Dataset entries
:::

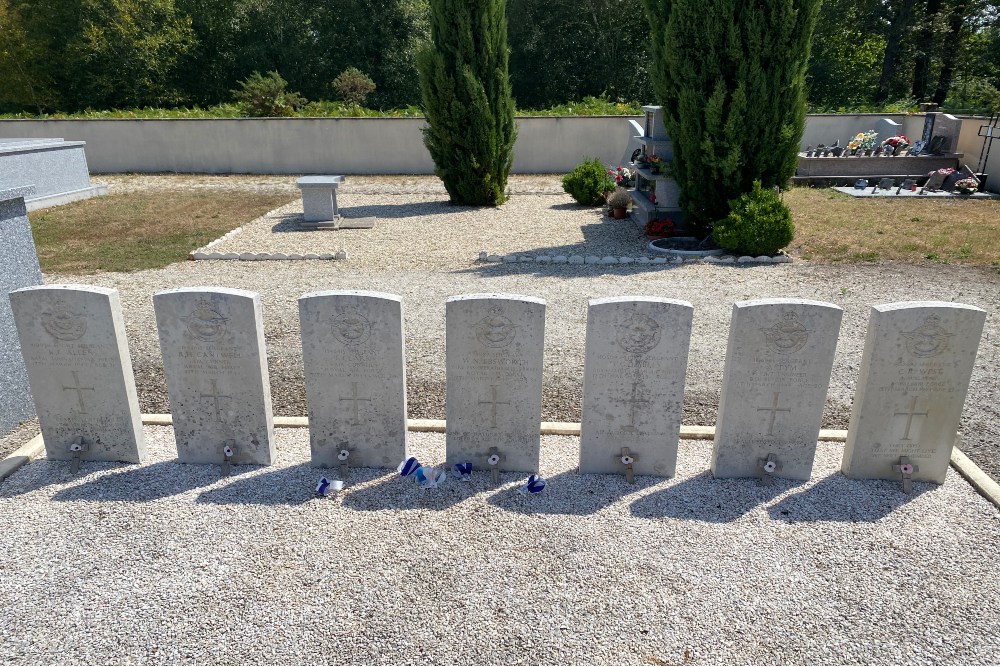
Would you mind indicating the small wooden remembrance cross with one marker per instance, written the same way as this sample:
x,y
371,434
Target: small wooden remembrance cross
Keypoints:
x,y
493,460
228,452
343,456
906,470
627,458
768,467
77,448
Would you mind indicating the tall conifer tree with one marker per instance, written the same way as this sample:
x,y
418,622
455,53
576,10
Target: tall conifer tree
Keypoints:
x,y
467,99
730,75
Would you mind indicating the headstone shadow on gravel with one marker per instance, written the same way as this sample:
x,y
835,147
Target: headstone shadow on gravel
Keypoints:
x,y
570,493
144,483
400,493
838,498
293,485
704,498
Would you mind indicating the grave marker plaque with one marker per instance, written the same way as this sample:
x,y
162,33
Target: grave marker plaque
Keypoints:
x,y
774,387
353,354
212,342
633,386
915,373
73,342
494,380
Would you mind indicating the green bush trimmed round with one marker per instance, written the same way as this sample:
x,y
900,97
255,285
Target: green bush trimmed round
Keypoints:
x,y
758,223
588,182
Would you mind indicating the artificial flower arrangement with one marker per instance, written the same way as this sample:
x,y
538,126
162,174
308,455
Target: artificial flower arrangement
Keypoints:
x,y
966,186
623,177
863,141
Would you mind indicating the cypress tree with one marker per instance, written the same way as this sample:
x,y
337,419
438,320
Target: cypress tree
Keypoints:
x,y
467,99
730,75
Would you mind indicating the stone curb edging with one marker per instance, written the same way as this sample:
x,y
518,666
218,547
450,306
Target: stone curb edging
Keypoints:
x,y
264,256
514,258
965,466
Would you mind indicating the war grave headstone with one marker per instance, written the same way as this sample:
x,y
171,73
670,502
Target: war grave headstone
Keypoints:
x,y
774,386
18,268
494,347
73,342
633,385
212,342
915,373
353,354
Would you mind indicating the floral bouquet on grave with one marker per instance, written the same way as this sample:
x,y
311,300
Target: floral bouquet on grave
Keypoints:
x,y
623,177
898,143
966,186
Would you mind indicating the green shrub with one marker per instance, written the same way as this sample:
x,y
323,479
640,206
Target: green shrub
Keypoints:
x,y
354,86
588,182
758,223
267,95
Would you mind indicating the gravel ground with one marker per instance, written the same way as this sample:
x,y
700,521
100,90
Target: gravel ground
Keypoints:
x,y
426,250
166,563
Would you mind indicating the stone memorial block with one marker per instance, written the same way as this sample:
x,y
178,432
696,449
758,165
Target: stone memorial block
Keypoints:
x,y
212,342
914,376
947,127
633,383
18,268
355,376
774,386
886,127
73,342
494,346
934,181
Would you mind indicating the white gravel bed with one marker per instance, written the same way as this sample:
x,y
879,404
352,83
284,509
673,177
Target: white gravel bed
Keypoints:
x,y
424,231
167,563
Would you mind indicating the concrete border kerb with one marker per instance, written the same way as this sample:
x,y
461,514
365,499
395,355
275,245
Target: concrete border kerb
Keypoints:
x,y
965,466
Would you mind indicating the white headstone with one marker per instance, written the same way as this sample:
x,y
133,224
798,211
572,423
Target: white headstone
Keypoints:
x,y
212,342
353,354
494,379
633,383
774,386
73,342
915,373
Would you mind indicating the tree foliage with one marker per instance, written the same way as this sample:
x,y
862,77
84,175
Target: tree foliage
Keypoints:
x,y
731,78
467,99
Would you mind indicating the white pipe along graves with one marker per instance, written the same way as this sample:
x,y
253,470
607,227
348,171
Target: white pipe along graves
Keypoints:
x,y
914,377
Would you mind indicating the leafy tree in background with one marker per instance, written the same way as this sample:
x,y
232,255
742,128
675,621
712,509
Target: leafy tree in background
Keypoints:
x,y
103,53
467,99
569,49
731,78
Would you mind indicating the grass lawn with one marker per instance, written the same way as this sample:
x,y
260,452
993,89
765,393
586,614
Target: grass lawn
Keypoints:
x,y
140,230
833,226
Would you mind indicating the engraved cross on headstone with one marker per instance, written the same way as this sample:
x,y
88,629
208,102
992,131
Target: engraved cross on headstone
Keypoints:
x,y
355,398
79,391
627,458
774,410
228,452
768,467
216,395
632,401
77,448
493,459
906,470
909,417
494,403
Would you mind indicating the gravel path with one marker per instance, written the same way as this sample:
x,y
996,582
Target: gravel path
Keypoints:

:::

* About this task
Leaving every picture behind, retype the entries above exactly, from the first line through the line with "Target: headstone shadow on gravel", and stop there.

* Final answer
Would you mind indicating the small wooden remembrance cross with one marker per instance, written the same way as this sample:
x,y
371,434
Target: small wooden remembrance cross
Keypoints:
x,y
493,460
228,452
343,456
906,470
627,458
768,467
77,448
Would you mind indicating the tall conifer tree with one marker per instance, written the same way as this sample:
x,y
418,622
455,53
576,10
Target: tall conifer tree
Keypoints:
x,y
467,99
730,75
Would you mind indicating the headstone shadow on gravel with one marker per instance, written the same way as this sample:
x,y
835,147
Target: headstone shadow on gravel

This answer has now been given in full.